Reproduce all of the data exactly.

Available records:

:::

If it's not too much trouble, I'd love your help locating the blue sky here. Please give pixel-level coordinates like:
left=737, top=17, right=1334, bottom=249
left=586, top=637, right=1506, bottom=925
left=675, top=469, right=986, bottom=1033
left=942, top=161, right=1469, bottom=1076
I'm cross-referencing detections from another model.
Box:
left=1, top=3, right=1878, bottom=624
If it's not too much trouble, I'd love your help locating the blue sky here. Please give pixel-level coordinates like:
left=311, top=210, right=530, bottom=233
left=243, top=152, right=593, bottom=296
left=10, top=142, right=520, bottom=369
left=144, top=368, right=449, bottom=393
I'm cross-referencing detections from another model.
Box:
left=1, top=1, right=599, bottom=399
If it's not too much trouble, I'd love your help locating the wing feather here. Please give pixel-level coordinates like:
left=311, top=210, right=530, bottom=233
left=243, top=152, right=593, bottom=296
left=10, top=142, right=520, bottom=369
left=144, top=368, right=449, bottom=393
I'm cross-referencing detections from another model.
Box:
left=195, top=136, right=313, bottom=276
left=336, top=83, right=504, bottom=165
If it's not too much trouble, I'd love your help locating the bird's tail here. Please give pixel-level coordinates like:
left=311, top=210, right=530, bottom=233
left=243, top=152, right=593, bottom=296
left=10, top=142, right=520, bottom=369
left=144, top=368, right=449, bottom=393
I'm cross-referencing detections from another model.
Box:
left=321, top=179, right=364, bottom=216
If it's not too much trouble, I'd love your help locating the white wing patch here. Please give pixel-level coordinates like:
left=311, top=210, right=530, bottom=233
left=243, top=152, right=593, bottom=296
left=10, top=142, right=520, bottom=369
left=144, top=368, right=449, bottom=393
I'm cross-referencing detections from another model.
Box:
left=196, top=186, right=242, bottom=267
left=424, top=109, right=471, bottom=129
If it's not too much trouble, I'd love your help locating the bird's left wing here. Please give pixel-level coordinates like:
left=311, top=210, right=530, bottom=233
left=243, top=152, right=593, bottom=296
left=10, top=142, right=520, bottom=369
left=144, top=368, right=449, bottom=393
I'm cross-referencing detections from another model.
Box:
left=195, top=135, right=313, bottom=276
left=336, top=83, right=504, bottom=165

:::

Solution for this problem:
If it's not too much trouble, I'd love your help locating the blue sky here. Please give pixel-level coordinates like:
left=737, top=17, right=1334, bottom=249
left=586, top=637, right=1506, bottom=925
left=675, top=469, right=986, bottom=1033
left=942, top=161, right=1469, bottom=1076
I'm cross-referencing detections from another model.
Box:
left=1, top=3, right=1878, bottom=624
If it's not too much trouble, I'd love your help locating the blue sky here. Please give pixel-level coordinates like:
left=311, top=210, right=530, bottom=233
left=243, top=152, right=593, bottom=296
left=10, top=142, right=520, bottom=369
left=144, top=368, right=449, bottom=393
I'm cross-referencing detections from another model.
Box:
left=1, top=1, right=599, bottom=399
If it's not too much trouble, I'd love your help locating the wing feather here. Please give pixel-level coordinates like:
left=311, top=210, right=530, bottom=233
left=243, top=152, right=593, bottom=296
left=10, top=142, right=520, bottom=369
left=144, top=368, right=449, bottom=393
I'm cross-referencing detections from another model.
Box:
left=195, top=136, right=313, bottom=276
left=336, top=83, right=504, bottom=165
If it's not too much trouble, I'd love your help locating the bird's tail here. Please give pixel-level coordinates like:
left=311, top=210, right=530, bottom=233
left=243, top=152, right=593, bottom=296
left=10, top=142, right=520, bottom=369
left=144, top=368, right=449, bottom=393
I'm cross-referencing detections from another model.
Box:
left=321, top=179, right=364, bottom=216
If it's not too much trouble, I'd love your help locating the white wing patch here. Please give pixel-level coordinates like:
left=311, top=210, right=530, bottom=233
left=243, top=152, right=593, bottom=296
left=10, top=142, right=520, bottom=369
left=144, top=368, right=449, bottom=393
I'm cross-referencing detections from another model.
Box:
left=196, top=186, right=242, bottom=267
left=424, top=109, right=471, bottom=129
If it's not too much trouble, I'd love your help locating the bird's left wing here. Please give pixel-level coordinates like:
left=311, top=210, right=530, bottom=233
left=243, top=152, right=593, bottom=296
left=10, top=142, right=520, bottom=369
left=144, top=368, right=449, bottom=393
I'm cross-referencing detections from another model.
Box:
left=195, top=135, right=313, bottom=276
left=336, top=83, right=504, bottom=165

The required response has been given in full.